REQUIRED TASK -> Please copy each of the following entries line by line, with no changes.
= = = =
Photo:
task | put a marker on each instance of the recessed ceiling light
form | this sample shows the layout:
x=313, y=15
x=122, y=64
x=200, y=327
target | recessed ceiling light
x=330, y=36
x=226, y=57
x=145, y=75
= = = =
SOLUTION FOR THIS EXERCISE ->
Photo:
task | put a marker on each instance of the recessed ceiling light
form | this sample shows the layout:
x=313, y=15
x=122, y=64
x=200, y=327
target | recessed ceiling light
x=330, y=36
x=226, y=57
x=145, y=75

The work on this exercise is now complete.